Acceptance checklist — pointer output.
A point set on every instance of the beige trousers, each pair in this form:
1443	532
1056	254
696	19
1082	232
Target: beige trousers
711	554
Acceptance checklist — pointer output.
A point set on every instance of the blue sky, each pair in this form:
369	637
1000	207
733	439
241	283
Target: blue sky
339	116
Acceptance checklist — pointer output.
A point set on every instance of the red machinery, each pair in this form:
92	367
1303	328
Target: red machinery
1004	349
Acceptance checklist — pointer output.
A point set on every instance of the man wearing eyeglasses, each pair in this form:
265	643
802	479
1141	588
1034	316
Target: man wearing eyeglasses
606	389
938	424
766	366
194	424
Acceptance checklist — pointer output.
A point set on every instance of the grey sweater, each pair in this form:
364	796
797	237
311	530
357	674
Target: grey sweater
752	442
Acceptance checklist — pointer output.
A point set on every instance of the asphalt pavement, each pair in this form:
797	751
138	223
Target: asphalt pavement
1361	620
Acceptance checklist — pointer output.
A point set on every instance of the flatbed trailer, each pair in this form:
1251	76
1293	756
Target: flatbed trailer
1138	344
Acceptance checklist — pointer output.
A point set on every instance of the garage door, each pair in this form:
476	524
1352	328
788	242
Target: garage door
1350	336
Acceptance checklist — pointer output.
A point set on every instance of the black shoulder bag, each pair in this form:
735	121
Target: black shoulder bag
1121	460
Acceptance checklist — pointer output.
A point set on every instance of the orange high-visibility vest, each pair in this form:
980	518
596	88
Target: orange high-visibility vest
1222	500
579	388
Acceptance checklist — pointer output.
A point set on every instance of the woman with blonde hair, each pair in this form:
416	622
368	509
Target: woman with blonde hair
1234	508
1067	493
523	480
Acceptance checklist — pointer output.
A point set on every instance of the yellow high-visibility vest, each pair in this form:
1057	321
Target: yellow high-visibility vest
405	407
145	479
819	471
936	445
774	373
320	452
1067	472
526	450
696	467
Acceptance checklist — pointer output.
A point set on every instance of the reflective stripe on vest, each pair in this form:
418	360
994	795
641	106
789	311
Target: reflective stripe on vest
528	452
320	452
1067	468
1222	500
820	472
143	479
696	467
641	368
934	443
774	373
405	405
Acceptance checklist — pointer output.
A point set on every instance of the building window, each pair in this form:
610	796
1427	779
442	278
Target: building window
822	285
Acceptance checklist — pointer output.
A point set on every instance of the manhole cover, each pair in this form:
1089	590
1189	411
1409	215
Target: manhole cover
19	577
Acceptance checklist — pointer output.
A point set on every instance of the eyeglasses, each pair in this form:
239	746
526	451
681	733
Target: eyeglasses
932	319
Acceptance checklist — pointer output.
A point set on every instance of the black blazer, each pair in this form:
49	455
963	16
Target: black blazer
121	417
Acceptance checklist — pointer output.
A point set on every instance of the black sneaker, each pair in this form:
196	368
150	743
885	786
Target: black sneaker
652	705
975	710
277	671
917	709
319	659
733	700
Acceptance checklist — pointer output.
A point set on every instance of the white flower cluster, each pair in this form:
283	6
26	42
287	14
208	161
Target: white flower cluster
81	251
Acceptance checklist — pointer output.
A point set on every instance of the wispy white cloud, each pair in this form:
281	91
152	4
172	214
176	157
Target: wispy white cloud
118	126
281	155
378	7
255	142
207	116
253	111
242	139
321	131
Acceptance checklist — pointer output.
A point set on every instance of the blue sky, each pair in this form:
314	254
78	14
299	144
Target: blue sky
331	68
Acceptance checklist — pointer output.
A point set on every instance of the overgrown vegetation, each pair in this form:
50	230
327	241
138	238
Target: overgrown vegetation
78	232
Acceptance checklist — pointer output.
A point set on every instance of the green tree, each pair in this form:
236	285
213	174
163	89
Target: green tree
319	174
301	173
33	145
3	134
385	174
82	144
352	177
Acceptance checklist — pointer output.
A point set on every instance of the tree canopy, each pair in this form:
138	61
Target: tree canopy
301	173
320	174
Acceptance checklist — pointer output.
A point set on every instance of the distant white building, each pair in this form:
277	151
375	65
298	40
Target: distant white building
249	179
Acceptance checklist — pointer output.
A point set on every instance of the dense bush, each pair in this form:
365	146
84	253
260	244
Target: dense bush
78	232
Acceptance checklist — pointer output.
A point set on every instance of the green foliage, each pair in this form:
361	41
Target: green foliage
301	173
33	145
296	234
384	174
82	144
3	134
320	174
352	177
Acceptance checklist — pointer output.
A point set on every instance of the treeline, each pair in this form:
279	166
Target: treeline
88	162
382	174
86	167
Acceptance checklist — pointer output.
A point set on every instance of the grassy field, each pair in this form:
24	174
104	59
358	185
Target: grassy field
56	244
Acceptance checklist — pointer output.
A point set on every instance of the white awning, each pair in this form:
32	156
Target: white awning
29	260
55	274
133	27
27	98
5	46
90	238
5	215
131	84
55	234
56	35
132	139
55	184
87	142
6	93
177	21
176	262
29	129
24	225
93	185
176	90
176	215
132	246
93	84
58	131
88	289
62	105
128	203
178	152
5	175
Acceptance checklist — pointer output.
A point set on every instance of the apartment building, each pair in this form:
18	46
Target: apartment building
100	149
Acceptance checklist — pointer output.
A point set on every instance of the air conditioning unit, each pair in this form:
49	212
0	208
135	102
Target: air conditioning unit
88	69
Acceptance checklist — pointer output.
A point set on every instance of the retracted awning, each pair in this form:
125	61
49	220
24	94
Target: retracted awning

## [Prompt]
Copy the data above in full, exactly as it reads.

## [Response]
Acceptance checklist — pointer output.
A point set on every instance of the beige trousers, each pair in this form:
1443	532
1056	254
696	19
1082	232
Target: beige trousers
711	554
Acceptance checklist — pointer output.
A point set on every instance of the blue sky, each pair in this form:
369	637
1000	207
733	439
241	283
Target: blue sky
339	116
Acceptance checklist — pointer output.
A point set on every instance of the red machinery, each pair in this form:
92	367
1303	328
Target: red machinery
1004	349
Acceptance checklist — pointer output.
A point set on every instance of the man wearing eyeglasses, each pair in this form:
265	643
802	479
1141	588
1034	316
Target: man wearing eyeglasses
606	389
938	424
766	366
194	424
Acceptance checklist — pointer output.
A point set on every instance of the grey sweater, each pair in this form:
364	796
797	237
311	530
357	674
Target: grey sweater
752	442
Acceptance checklist — pointer output.
A point set on every instance of the asphalt pavement, each pair in this form:
797	751
138	223
Target: asphalt pavement
1361	620
Acceptance checklist — pointer output.
A point set on every instance of the flatbed trailer, each pair in this form:
1251	76
1293	756
Target: flatbed trailer
1138	344
Acceptance checklist — pointer output.
A point set on every instance of the garage door, each pair in this form:
476	524
1352	328
788	242
Target: garage door
1350	336
Acceptance checklist — pointer output.
A point set on every instance of the black shoulder bag, each pair in this form:
735	121
Target: black shoulder bag
1121	460
Acceptance checklist — pointer output.
A point set on every instance of the orange high-visibility vest, each pair in this form:
980	518
596	88
Target: orange high-visibility vest
1222	500
579	388
Acceptance checklist — pointer output.
A point set on every instance of the woman with blonde hair, each pair in this form:
416	622
368	509
Target: woman with blonde hair
1234	508
1067	493
523	480
Acceptance checklist — pointer output.
A point set on every instance of the yellow high-visibility vest, each pair in this form:
1057	321
Target: yellow high-visibility vest
405	407
145	479
819	471
936	445
774	373
320	452
1067	472
526	450
696	467
Acceptance checklist — pointer output.
A point set on every instance of the reflective stripe on vest, each pair in this form:
418	360
994	795
641	106
789	311
Target: reflective stripe on vest
528	452
320	452
1067	468
1222	500
820	472
143	479
696	467
641	368
934	443
774	373
405	405
Acceptance checklist — pointer output.
A point set on every instance of the building window, each pair in this form:
610	796
1427	779
442	278
Target: building window
822	285
Acceptance checklist — pointer output.
A point set on every instance of the manhole cover, each pair in this form:
1089	590
1189	411
1409	215
Target: manhole cover
19	577
Acceptance checklist — pointer output.
A point set on every instance of the eyeglasses, each pair in this form:
239	746
526	451
681	733
Target: eyeglasses
932	319
Acceptance checklist — pointer output.
A point set on every instance of the black blazer, each pair in this form:
49	455
963	16
Target: black blazer
121	417
Acceptance checklist — pointer output.
A point set on every instance of the black sneaker, each pair in this form:
196	368
150	743
885	786
Target: black sneaker
652	705
975	710
277	671
917	709
319	659
733	700
Acceptance checklist — pointer output.
A point set on every instance of the white flower cluster, each pair in this form:
283	6
26	42
287	14
208	161
Target: white flower cluster
81	251
Acceptance checklist — pointer output.
A point set on every instance of the wispy white cloud, each pair in this form:
281	91
152	4
172	214
176	157
Target: wispy white cloud
118	126
281	155
378	7
255	142
207	116
253	111
242	139
321	131
Acceptance checklist — pointer output.
A point set on every instance of the blue sky, each pair in this form:
314	254
78	14
299	144
Target: blue sky
331	68
Acceptance checklist — pointer output.
A point set on every instance of the overgrown vegetation, each pair in this form:
50	230
327	241
138	238
Target: overgrown vegetation
78	232
Acceptance checklist — pointer output.
A point set on every instance of the green tree, each pair in this form:
236	285
213	174
163	89
Target: green tree
319	174
301	173
33	145
3	134
385	174
82	144
352	177
Acceptance checklist — pointer output.
A point set on every instance of the tree canopy, each pair in this form:
138	61
Target: tree canopy
301	173
320	174
Acceptance checklist — pointer output.
A point set on every instance of the distant white building, each pair in this form:
277	151
375	65
298	40
Target: distant white building
249	179
Acceptance checklist — pointer output.
A point set on every instance of the dense bush, each pair in this form:
365	146
84	253
260	244
Target: dense bush
78	232
Acceptance checklist — pointer output.
A point set on every instance of the green foliage, each pair in this form:
361	41
Target: green foliage
301	173
33	145
296	234
384	174
82	144
3	134
320	174
352	177
Acceptance checklist — pointer output.
A point set on every instance of the treeline, each pair in this form:
279	166
Target: treeline
88	162
382	174
86	167
Acceptance checklist — pointer output.
A point set on every instance of the grassy field, each pair in this form:
24	174
104	59
358	185
Target: grassy field
56	244
Acceptance checklist — pointer output.
A point set on every instance of the white awning, each pair in this form:
32	156
Target: white awning
29	260
55	274
133	27
27	98
5	46
90	238
5	215
131	84
55	234
56	35
132	139
55	184
87	142
6	93
177	21
176	262
29	129
24	225
93	185
176	90
176	215
132	246
93	84
58	131
88	289
62	105
128	203
178	152
5	175
Acceptance checklist — pointer output.
A point set on every instance of the apartment building, each pair in this form:
18	46
Target: apartment building
100	149
Acceptance checklist — pointer output.
A point set on every instance of the air conditioning unit, each pair in this form:
49	212
0	208
135	102
Target: air conditioning unit
88	69
Acceptance checklist — pointer output.
A point set on every instance of the retracted awning, each pair in this form:
125	61
49	220
24	94
Target: retracted awning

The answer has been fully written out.